* Source text:
╭──

Suicide due to indebtedness is common. All that some of these debtors see is despondency. They see no way out except suicide. Unknown to some of these people, indebtedness is a general disease. The debts they are killing themselves over are peanuts compared to what some others owe. What caused the collapse of some of these financial institutions? Is it not toxic debts running into hundreds of billions? No be human beings borrow the money? Dem don commit suicide? You have an obligation to pay your debts, but always remember that you have to be alive first before you can repay your debt, so take it easy before worries about indebtedness snuff the life out of you via suicide, stroke or heart attack
Failure, they say, is an orphan, and success has many siblings, relatives and friends. Shortly after he lost the 2015 elections, former President Goodluck Jonathan cried out that his friends had deserted him. He was still the sitting president, yet his “friends” had moved on. Anybody, who has occupied a position of authority, suffers the same fate after he leaves the position. A retired chief executive shared his experience with me. As CEO, he got tens of hampers during Christmas. His home, office, everywhere would be filled with hampers of various shapes, sizes and contents. These days, he counts himself lucky if he gets two hampers at Christmas.
Many people get carried away by appointments and do not distinguish between friends of the position they hold and their personal friends. Often, they abandon their personal friends for the friends of the position. By the time they leave the position, friends of the position move on to the new occupant of the position. Very few friends of the position, if any, transit to personal friends. That is why many people become lonely after retirement or at the expiration of their tenure. The friends of position have moved on and they are too ashamed to go back to the personal friends they abandoned while in office.
After reviewing some of the reasons why some people commit suicide, I began to take a closer look at the power of the mind. You know, one of the very important pieces of advice they give to people suffering from depression or developing suicidal tendencies is to get external help from professionals, and close family and friends. But you also need personal help. You need to develop your mind and guard it jealously. A positive mindset is a powerful weapon against depression and suicide. Also be in firm control of your mind. Whoever controls your mind controls your life, so do not cede that responsibility to anybody. Some people can be very mean and merciless and can destroy you through the control of your mind. I will always love humanity, but I remain wary of certain human beings.
In addition, a developed mind knows how to break down problems or challenges. No human being can carry an adult elephant on his head. That is what many of our problems look like. But if you cut the adult elephant into bits, you can carry everything over time. Once you break down the situation, it does not look as insurmountable as it initially looked. What you now need is patience, perseverance and some skills to navigate through.
Finally, if we have our way, we all would want to change something about us. We all crave to have more or less of something: money, looks, intelligence, wisdom, height, complexion, even size of penis, breast, bum, etc. Anybody who disputes this fact is a hypocrite. But some of these things we crave for are outside our control. So what do you do? You accept and get used to what you have and it takes a powerful mind to do that. Quote me, many of the “happy” or “successful” people you see out there are dealing with one insecurity or the other. It takes a powerful mind to conquer or deal with your insecurities. When all is done, it is just a state of your mind really.

╰──

* Saved entries:
╭──

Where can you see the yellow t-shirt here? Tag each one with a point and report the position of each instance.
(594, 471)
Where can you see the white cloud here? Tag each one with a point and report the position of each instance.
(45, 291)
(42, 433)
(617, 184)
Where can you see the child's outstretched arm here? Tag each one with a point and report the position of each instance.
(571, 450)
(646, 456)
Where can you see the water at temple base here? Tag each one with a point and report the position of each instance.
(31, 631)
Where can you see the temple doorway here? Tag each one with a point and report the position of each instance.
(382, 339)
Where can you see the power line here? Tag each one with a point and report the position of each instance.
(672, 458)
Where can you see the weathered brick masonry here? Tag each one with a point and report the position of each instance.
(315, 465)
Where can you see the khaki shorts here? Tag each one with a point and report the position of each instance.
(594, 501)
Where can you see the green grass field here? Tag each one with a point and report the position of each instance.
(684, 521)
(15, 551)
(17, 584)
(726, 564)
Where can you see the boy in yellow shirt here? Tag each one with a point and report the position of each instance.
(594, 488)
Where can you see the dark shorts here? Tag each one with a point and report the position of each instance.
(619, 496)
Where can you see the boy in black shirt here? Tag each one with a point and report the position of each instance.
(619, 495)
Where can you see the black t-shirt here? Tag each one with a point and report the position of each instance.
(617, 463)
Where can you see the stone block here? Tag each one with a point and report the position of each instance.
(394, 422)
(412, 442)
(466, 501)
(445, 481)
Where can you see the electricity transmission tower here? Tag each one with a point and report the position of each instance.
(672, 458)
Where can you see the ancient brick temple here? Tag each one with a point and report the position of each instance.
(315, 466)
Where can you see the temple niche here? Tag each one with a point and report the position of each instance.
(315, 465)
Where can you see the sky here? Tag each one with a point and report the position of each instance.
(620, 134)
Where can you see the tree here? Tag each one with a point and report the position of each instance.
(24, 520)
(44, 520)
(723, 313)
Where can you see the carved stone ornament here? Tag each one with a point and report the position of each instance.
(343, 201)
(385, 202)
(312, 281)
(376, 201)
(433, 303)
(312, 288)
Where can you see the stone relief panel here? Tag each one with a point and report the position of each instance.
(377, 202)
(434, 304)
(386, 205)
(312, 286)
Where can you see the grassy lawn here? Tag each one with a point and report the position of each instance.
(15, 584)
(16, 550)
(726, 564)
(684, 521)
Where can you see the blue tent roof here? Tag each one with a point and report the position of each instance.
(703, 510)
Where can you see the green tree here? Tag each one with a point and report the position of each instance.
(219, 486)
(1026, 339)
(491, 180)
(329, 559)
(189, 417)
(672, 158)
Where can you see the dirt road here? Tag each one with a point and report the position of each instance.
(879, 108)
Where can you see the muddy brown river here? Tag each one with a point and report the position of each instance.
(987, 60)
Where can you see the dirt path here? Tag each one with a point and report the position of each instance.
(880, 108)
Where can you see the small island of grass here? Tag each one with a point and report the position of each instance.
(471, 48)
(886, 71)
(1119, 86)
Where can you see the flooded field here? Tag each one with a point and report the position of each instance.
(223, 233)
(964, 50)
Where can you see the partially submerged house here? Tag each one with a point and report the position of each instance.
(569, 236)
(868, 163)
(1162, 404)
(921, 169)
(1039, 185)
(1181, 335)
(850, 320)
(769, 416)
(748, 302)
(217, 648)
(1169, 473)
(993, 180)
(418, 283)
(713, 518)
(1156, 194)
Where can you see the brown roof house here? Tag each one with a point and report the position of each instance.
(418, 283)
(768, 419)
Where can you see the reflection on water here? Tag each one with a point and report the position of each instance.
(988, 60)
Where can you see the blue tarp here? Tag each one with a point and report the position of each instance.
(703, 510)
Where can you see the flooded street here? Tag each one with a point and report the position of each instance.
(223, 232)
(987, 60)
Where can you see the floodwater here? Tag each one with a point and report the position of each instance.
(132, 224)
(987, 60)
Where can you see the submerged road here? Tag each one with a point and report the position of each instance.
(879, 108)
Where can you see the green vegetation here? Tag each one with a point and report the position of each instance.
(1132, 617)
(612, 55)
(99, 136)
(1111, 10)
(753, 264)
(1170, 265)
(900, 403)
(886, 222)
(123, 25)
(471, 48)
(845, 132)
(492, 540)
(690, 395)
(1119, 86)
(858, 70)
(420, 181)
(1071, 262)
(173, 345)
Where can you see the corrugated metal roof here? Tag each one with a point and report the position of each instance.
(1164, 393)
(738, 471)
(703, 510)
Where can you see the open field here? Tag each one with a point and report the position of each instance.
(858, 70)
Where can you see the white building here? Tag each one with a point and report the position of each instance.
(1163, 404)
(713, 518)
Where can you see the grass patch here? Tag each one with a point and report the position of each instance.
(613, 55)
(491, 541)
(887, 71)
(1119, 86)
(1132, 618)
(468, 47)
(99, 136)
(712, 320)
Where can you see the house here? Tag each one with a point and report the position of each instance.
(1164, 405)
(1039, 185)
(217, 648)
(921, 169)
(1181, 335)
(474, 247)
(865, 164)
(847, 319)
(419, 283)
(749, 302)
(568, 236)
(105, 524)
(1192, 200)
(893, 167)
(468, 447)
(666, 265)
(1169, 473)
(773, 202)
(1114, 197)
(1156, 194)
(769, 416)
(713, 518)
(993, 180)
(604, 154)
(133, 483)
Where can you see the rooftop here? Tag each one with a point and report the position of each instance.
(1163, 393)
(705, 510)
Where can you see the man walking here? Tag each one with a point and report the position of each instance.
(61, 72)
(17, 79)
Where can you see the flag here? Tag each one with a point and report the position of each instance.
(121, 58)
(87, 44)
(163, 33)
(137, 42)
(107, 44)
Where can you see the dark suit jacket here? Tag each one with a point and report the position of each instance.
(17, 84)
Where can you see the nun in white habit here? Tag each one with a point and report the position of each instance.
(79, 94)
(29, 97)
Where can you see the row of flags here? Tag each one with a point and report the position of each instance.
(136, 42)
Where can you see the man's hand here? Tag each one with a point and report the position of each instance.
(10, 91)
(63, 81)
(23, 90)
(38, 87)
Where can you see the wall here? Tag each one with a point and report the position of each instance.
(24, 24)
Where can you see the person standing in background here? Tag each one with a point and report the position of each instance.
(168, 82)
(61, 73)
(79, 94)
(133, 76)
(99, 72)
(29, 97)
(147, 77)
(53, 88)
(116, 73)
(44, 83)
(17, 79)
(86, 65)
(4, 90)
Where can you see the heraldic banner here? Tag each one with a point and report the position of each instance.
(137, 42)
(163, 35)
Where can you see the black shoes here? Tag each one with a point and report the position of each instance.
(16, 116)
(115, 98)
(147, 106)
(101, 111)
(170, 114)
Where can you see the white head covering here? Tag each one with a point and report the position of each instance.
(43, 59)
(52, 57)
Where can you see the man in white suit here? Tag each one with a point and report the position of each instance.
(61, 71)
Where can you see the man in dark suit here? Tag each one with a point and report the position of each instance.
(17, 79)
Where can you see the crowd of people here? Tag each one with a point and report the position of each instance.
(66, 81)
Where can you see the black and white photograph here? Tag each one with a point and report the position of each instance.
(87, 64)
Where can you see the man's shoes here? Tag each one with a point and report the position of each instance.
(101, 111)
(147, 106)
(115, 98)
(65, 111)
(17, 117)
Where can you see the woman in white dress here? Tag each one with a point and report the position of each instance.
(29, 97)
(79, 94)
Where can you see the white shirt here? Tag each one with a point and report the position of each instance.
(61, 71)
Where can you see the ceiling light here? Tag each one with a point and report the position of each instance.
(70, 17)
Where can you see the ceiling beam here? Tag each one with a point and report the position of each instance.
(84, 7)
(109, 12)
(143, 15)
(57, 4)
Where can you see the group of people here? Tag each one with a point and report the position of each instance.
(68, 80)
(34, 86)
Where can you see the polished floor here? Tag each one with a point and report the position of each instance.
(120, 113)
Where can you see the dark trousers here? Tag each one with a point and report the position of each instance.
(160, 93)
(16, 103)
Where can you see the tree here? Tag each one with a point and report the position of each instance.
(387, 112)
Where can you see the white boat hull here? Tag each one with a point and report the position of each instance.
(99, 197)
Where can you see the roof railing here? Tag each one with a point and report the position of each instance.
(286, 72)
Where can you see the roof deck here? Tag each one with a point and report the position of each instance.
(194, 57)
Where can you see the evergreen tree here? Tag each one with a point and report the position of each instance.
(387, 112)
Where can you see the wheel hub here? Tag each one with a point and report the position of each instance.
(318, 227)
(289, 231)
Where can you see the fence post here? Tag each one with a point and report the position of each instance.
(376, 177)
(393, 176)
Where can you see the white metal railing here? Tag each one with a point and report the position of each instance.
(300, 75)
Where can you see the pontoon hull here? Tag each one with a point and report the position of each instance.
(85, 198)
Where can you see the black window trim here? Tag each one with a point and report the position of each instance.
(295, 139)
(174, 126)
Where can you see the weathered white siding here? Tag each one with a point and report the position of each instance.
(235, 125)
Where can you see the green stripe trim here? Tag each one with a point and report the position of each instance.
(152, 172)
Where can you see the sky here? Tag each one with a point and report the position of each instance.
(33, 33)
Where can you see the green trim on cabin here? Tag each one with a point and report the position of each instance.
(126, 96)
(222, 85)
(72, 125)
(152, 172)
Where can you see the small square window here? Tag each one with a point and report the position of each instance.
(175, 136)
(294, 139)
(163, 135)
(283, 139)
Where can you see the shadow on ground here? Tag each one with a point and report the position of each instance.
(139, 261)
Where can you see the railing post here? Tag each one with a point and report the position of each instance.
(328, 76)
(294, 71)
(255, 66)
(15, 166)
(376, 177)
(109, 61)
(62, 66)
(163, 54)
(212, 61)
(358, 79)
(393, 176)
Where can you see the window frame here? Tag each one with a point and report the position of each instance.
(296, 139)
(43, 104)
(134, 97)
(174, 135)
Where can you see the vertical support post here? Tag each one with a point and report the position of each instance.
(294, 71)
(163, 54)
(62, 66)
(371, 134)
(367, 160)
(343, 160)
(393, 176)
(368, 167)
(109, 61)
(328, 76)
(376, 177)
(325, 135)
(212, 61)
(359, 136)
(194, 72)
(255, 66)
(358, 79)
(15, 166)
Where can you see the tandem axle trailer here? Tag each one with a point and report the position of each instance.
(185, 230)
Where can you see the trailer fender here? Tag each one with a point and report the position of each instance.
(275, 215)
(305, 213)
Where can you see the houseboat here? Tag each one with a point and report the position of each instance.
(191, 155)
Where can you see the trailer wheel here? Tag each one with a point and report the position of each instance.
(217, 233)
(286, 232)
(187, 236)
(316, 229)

╰──

* Work instructions:
(a) In the essay on suicide and the mind, what does it say no human being can carry on his head?
(b) Reproduce the stretch of the essay on suicide and the mind from "After reviewing some" through "certain human beings.".

* Solutions below:
(a) An adult elephant.

(b)
After reviewing some of the reasons why some people commit suicide, I began to take a closer look at the power of the mind. You know, one of the very important pieces of advice they give to people suffering from depression or developing suicidal tendencies is to get external help from professionals, and close family and friends. But you also need personal help. You need to develop your mind and guard it jealously. A positive mindset is a powerful weapon against depression and suicide. Also be in firm control of your mind. Whoever controls your mind controls your life, so do not cede that responsibility to anybody. Some people can be very mean and merciless and can destroy you through the control of your mind. I will always love humanity, but I remain wary of certain human beings.